A few quick definitions before we get into the conversation:

Pinocchio is a Rust library for writing Solana programs with no external dependencies. The name comes from "no strings attached," a joke about the lack of dependencies. By rewriting the types a program needs from scratch, Pinocchio avoids the external dependencies conflicts that used to plague the solana-program crate, and along the way it opens up optimizations that are not possible when you're pulling in the full SDK.

Zero-copy account access means reading account data directly from the input buffer instead of deserializing it into owned types. For programs like the token program, where most instructions touch a small number of fixed-layout accounts, this avoids a huge amount of unnecessary work.

p-token is a reimplementation of SPL Token built on Pinocchio. It preserves the exact behavior of the original program, instruction by instruction and error by error, while cutting compute costs by an order of magnitude. SIMD-0266, which authorizes the upgrade, was approved on March 14, 2026. p-token also introduces three new instructions: Batch, WithdrawExcessLamports, and UnwrapLamports.

» **RAW RECORDS**:
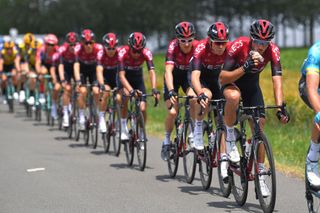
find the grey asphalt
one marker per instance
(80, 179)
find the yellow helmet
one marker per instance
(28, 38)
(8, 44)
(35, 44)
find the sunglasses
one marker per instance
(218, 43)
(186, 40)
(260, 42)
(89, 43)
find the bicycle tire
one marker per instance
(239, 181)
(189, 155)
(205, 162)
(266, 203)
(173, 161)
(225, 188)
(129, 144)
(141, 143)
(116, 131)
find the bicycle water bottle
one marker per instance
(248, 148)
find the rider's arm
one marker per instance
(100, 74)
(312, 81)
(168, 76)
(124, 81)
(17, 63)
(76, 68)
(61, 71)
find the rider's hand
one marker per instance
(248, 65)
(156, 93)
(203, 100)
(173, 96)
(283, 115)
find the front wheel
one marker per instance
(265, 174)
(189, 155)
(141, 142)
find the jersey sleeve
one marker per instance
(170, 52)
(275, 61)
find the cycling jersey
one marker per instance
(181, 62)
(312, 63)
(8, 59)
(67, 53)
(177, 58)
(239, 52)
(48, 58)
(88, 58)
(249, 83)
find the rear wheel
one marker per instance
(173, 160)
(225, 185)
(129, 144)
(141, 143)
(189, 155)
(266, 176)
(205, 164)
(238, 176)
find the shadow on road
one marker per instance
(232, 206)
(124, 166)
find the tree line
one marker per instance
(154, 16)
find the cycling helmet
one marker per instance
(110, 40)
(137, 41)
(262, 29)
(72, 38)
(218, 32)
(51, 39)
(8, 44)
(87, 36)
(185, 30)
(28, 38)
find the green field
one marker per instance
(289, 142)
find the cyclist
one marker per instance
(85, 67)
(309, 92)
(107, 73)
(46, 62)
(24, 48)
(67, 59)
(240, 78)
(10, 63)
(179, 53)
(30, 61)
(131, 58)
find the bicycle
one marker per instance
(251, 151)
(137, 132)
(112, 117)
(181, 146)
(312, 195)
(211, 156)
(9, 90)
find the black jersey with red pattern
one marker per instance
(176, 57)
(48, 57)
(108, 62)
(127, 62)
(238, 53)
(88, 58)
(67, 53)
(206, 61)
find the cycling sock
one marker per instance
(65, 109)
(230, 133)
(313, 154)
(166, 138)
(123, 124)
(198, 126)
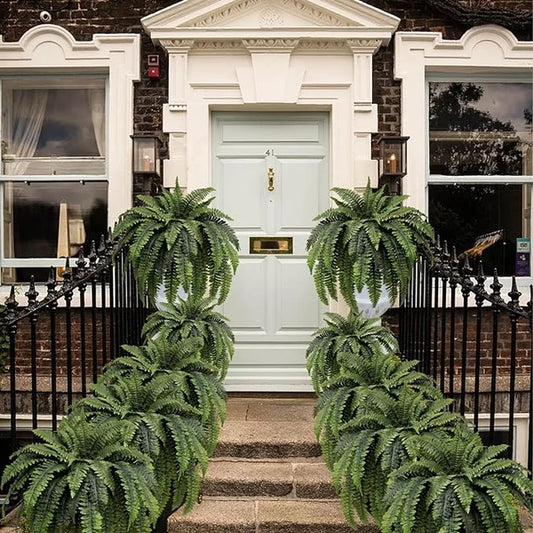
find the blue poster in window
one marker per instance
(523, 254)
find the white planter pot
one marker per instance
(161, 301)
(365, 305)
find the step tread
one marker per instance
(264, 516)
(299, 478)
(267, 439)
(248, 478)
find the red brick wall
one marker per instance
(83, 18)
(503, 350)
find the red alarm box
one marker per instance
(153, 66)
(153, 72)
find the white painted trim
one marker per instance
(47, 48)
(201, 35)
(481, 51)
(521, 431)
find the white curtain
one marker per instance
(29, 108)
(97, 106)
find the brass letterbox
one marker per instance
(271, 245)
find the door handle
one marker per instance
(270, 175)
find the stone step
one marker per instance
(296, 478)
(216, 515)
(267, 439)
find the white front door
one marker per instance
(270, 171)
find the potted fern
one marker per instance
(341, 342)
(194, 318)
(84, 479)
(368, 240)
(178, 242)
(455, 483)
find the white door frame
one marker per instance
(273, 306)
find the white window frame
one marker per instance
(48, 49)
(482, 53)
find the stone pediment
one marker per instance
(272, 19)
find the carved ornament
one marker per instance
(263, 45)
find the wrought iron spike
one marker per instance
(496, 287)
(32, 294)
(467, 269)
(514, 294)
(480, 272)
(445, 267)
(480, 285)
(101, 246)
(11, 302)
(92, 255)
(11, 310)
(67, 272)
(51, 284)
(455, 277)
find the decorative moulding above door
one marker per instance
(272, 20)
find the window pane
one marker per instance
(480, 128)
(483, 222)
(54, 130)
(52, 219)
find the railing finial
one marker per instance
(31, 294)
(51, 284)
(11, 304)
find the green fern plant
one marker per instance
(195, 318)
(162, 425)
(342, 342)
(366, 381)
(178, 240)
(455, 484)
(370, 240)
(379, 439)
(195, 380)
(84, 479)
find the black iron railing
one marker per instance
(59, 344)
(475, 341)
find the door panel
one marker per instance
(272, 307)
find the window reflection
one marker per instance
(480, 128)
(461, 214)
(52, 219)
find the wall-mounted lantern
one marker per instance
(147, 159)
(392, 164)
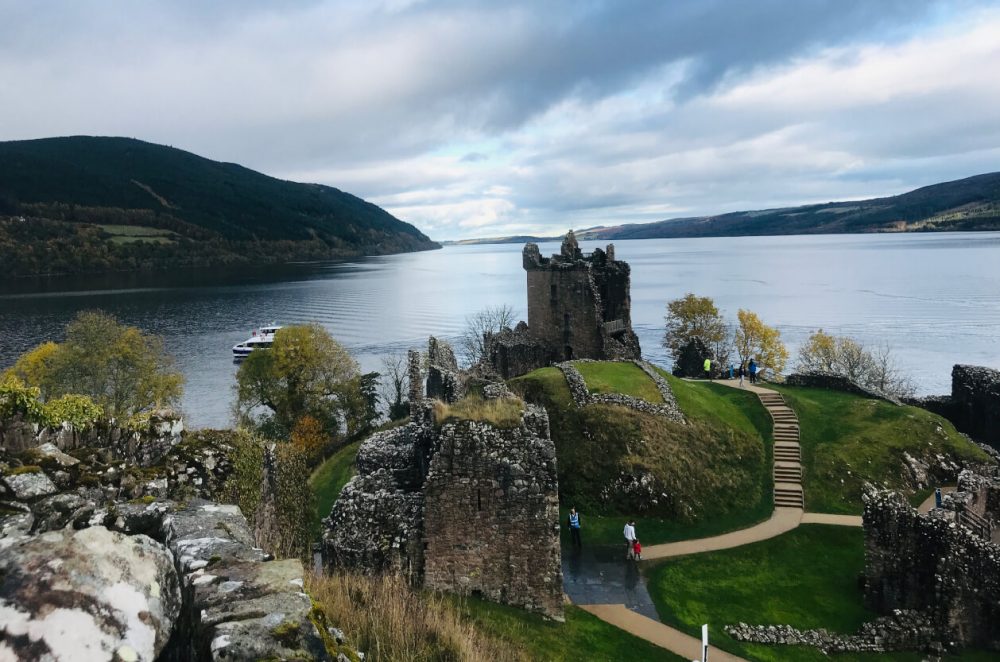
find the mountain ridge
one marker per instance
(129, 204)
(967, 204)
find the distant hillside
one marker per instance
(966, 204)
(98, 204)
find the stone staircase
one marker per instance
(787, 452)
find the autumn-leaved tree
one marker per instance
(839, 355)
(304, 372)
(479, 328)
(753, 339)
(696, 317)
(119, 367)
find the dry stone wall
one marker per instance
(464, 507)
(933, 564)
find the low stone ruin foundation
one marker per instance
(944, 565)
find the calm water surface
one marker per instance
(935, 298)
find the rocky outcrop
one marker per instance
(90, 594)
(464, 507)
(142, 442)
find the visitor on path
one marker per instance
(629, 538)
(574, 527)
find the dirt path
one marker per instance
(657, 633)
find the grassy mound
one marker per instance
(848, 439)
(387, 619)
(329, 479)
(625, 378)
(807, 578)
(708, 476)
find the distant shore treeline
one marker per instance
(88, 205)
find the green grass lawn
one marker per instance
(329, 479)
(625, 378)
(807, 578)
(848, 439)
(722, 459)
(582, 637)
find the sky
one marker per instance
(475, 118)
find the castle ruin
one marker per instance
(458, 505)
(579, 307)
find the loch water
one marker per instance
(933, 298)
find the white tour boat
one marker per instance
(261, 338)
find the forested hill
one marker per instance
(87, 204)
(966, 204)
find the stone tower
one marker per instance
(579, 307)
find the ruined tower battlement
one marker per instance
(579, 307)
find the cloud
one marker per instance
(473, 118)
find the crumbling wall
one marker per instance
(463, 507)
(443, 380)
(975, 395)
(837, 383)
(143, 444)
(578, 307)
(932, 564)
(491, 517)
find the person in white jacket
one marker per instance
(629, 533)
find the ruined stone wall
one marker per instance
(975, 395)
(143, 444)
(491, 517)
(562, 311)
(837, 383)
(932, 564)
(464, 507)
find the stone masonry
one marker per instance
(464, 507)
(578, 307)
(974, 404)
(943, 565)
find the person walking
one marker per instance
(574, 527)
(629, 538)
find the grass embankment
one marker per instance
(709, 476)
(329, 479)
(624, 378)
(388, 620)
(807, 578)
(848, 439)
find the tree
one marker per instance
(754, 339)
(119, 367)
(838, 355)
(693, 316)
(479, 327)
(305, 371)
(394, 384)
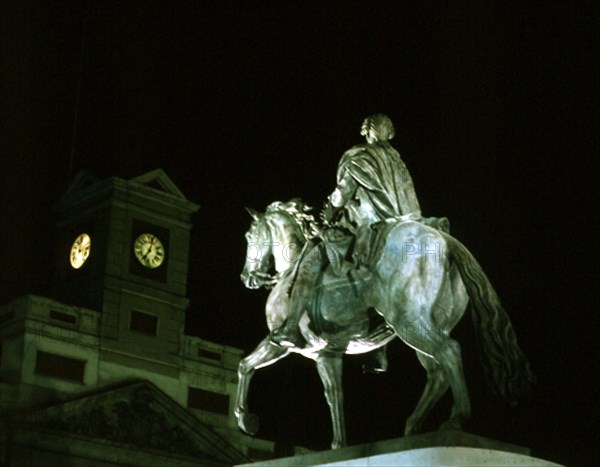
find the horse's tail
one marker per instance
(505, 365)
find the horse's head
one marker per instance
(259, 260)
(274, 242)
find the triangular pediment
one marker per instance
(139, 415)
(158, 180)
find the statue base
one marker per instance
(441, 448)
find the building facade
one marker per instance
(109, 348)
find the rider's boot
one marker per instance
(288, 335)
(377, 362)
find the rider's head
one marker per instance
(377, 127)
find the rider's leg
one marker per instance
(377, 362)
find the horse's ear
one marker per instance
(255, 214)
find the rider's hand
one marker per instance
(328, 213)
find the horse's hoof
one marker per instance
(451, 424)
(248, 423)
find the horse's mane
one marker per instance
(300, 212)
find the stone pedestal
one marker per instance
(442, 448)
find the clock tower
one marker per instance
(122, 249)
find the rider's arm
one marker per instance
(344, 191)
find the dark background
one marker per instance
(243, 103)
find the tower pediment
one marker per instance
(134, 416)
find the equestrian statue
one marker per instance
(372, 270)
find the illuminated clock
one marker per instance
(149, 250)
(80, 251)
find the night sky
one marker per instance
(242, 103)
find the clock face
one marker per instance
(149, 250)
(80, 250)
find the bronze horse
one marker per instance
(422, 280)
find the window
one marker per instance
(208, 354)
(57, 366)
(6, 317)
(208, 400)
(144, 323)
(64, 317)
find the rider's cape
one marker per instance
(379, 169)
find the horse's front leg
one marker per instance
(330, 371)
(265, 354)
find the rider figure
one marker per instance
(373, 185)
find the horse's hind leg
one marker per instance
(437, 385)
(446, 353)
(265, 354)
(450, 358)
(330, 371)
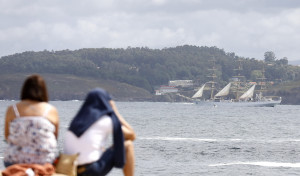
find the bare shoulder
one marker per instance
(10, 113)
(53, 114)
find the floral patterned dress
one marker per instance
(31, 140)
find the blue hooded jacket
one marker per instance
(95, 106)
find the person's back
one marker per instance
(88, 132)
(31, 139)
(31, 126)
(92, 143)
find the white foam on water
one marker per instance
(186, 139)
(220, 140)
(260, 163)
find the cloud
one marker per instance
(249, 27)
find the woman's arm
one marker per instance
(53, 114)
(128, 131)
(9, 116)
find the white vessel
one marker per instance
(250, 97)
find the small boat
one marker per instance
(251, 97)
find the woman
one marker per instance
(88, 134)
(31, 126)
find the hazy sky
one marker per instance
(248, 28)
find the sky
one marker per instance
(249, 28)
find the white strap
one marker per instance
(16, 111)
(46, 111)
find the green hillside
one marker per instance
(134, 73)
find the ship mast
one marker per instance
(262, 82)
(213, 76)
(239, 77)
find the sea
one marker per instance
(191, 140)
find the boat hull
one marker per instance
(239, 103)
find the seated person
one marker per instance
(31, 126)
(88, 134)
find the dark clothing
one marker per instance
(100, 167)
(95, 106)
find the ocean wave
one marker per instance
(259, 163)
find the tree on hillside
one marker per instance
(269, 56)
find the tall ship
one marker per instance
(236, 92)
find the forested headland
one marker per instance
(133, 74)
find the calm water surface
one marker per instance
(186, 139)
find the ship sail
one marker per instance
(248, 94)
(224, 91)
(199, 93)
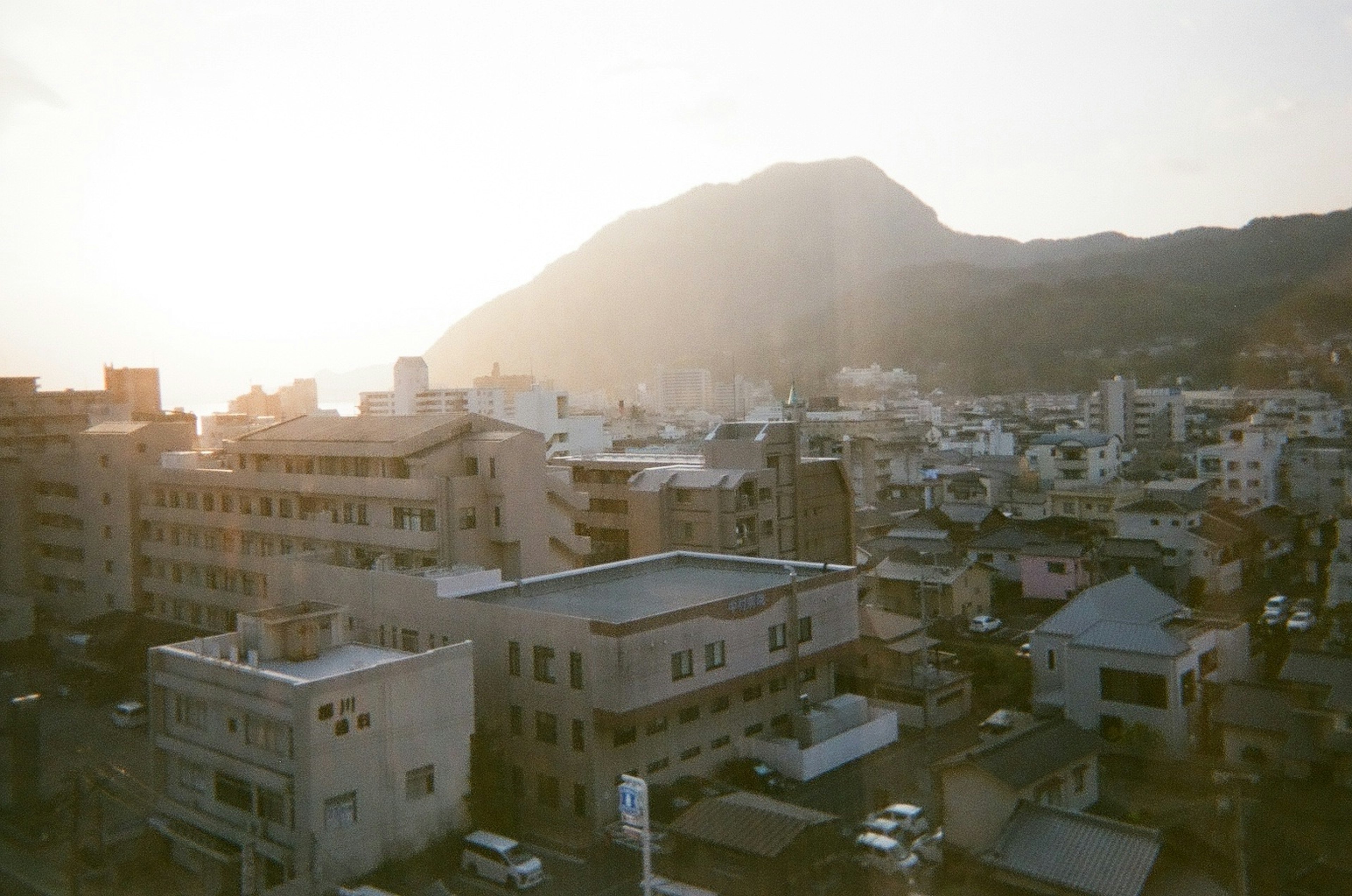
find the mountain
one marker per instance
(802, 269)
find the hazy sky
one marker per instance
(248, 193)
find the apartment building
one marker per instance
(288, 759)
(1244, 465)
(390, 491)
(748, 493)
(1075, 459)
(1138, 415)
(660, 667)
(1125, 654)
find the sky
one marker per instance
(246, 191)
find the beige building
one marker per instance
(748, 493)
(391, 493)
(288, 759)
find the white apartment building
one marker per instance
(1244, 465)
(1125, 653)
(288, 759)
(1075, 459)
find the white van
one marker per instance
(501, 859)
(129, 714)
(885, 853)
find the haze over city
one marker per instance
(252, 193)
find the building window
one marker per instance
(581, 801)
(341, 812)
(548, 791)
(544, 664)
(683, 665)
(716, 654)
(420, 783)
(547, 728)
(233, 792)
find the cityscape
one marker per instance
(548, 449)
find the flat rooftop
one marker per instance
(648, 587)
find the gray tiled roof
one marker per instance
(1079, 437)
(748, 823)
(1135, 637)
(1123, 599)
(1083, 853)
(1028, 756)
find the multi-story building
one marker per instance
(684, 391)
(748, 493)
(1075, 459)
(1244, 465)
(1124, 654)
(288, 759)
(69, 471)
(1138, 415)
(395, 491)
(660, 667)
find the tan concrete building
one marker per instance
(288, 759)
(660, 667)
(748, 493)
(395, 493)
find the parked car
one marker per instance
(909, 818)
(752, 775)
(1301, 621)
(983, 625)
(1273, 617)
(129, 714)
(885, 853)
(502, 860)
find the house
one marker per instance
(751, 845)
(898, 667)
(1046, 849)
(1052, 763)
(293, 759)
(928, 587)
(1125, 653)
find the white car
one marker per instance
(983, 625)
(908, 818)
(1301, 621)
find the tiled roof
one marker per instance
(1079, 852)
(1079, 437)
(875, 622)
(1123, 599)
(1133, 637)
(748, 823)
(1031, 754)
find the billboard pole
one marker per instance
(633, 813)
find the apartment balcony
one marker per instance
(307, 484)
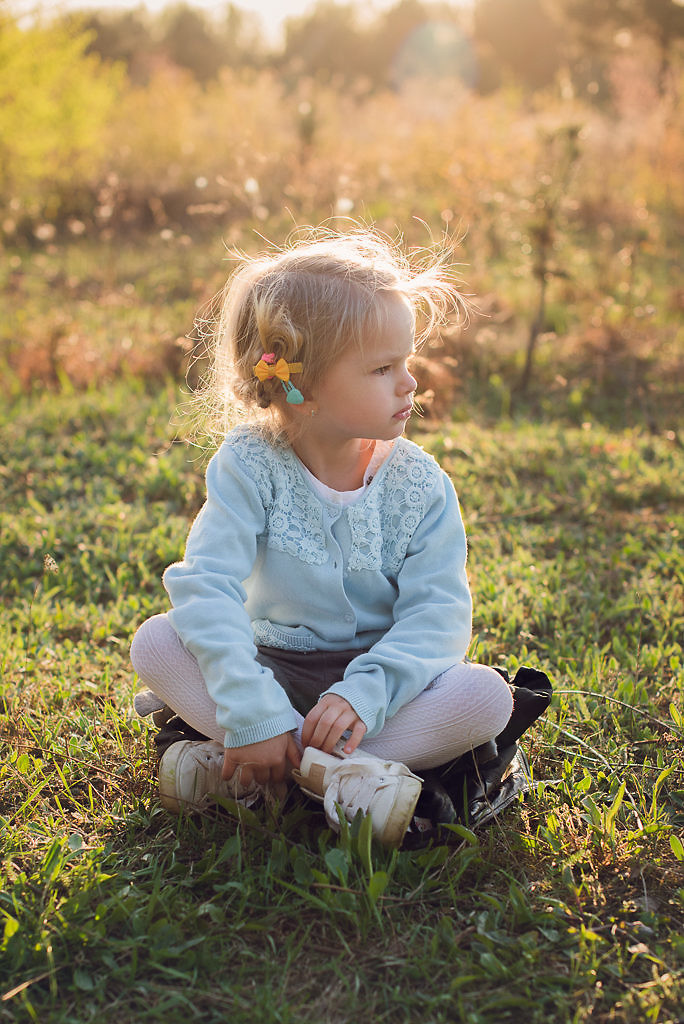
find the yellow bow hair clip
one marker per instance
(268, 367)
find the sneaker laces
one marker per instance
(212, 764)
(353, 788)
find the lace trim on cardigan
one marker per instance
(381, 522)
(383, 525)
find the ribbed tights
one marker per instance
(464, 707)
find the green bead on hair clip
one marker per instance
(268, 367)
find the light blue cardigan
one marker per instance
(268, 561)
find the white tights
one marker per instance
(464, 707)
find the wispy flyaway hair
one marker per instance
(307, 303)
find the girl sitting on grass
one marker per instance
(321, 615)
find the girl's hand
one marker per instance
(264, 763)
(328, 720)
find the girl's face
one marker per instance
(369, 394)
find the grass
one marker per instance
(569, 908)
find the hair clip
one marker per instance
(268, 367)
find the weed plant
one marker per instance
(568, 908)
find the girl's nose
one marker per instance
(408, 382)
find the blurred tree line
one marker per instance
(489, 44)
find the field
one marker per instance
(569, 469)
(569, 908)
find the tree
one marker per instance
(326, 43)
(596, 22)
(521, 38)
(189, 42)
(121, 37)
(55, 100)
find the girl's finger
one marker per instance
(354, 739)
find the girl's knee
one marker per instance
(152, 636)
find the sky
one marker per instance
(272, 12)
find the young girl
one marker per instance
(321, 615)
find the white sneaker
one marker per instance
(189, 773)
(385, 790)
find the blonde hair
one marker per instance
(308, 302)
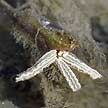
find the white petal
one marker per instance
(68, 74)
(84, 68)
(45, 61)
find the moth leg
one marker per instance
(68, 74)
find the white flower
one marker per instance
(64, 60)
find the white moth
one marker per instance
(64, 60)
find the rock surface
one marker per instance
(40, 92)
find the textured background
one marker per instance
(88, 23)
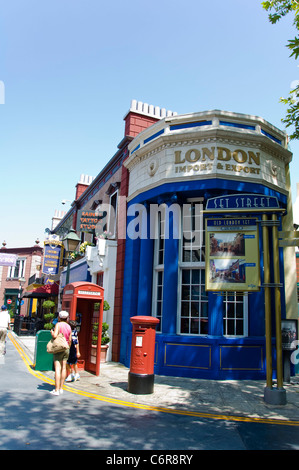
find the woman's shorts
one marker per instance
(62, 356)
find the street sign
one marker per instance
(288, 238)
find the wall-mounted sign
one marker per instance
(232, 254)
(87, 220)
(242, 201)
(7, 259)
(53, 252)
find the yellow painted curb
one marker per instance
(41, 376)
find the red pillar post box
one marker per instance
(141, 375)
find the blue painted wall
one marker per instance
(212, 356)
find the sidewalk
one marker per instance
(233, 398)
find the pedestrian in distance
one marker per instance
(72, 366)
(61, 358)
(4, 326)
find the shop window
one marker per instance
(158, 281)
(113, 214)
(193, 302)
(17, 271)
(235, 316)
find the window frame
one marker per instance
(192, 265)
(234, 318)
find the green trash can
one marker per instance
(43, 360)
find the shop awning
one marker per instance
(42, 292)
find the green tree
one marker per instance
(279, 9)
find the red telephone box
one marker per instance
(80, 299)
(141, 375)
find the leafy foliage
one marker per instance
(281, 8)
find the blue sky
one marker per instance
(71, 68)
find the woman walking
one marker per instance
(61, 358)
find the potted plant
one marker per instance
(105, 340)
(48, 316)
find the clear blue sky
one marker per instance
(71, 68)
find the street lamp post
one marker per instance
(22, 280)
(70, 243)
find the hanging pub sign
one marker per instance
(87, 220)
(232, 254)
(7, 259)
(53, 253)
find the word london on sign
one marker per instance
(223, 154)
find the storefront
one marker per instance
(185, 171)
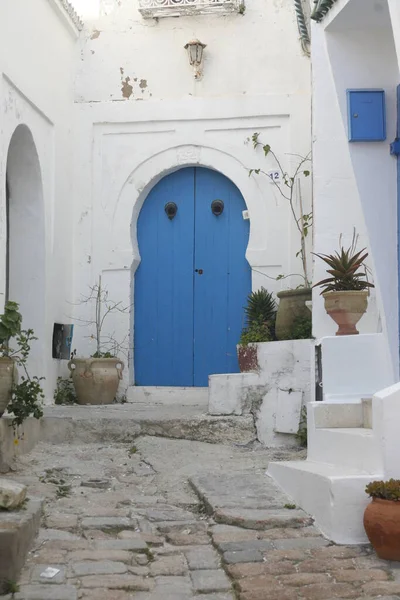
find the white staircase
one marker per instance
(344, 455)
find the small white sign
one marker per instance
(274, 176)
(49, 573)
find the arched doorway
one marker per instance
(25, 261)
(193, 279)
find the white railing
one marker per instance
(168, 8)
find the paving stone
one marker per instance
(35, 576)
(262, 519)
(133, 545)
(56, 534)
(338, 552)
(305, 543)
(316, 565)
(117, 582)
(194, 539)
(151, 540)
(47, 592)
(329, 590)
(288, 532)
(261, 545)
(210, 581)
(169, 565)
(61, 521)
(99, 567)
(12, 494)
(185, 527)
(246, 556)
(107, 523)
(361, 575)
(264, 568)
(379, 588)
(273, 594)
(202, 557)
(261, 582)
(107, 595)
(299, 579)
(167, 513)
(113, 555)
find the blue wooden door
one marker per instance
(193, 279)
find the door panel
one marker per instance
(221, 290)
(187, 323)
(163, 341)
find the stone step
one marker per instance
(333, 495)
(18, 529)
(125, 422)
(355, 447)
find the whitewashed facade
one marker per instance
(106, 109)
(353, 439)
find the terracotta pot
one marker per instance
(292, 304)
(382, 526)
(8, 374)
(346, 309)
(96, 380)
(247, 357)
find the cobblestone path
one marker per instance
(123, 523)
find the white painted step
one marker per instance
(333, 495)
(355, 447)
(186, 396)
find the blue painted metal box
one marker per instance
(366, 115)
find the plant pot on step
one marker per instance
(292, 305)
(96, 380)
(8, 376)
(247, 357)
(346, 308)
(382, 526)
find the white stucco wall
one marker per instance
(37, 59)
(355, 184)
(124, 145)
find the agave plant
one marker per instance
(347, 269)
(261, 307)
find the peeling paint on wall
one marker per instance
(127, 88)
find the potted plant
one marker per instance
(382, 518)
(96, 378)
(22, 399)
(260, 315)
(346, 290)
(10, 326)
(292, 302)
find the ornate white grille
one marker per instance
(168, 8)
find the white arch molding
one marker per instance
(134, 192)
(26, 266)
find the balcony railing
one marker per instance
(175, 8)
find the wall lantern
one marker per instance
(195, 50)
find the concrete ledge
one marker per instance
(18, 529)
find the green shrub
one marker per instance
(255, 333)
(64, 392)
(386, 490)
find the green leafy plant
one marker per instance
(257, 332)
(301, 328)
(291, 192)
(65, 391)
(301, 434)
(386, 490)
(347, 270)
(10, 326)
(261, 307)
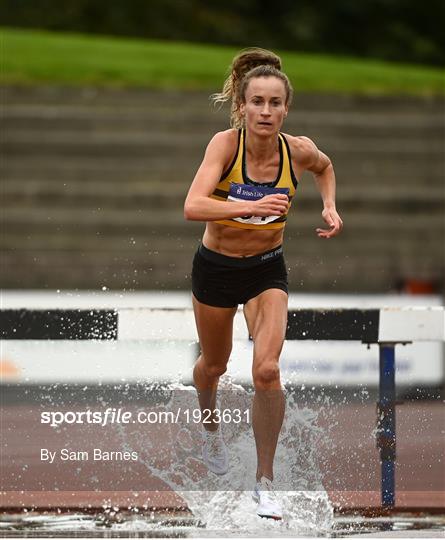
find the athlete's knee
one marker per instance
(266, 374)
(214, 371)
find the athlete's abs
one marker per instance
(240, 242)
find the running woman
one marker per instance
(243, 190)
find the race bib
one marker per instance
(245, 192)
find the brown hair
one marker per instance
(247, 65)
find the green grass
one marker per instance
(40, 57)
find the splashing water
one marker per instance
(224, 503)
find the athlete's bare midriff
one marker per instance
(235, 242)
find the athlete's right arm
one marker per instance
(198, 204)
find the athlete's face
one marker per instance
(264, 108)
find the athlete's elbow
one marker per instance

» **TASK SET**:
(a) According to the definitions, on what date was SIMD-0266 approved?
(b) Reproduce word for word the part of the definitions that opens with the words containing "A few quick" and closes with "of unnecessary work.".
(c) Using the definitions, explain how Pinocchio avoids the dependency conflicts associated with the solana-program crate.

» **SOLUTIONS BELOW**:
(a) March 14, 2026.

(b)
A few quick definitions before we get into the conversation:

Pinocchio is a Rust library for writing Solana programs with no external dependencies. The name comes from "no strings attached," a joke about the lack of dependencies. By rewriting the types a program needs from scratch, Pinocchio avoids the external dependencies conflicts that used to plague the solana-program crate, and along the way it opens up optimizations that are not possible when you're pulling in the full SDK.

Zero-copy account access means reading account data directly from the input buffer instead of deserializing it into owned types. For programs like the token program, where most instructions touch a small number of fixed-layout accounts, this avoids a huge amount of unnecessary work.

(c) Pinocchio rewrites the types a program needs from scratch instead of relying on external dependencies, which avoids the conflicts that used to plague the solana-program crate. Doing so also makes possible optimizations that cannot be done when pulling in the full SDK.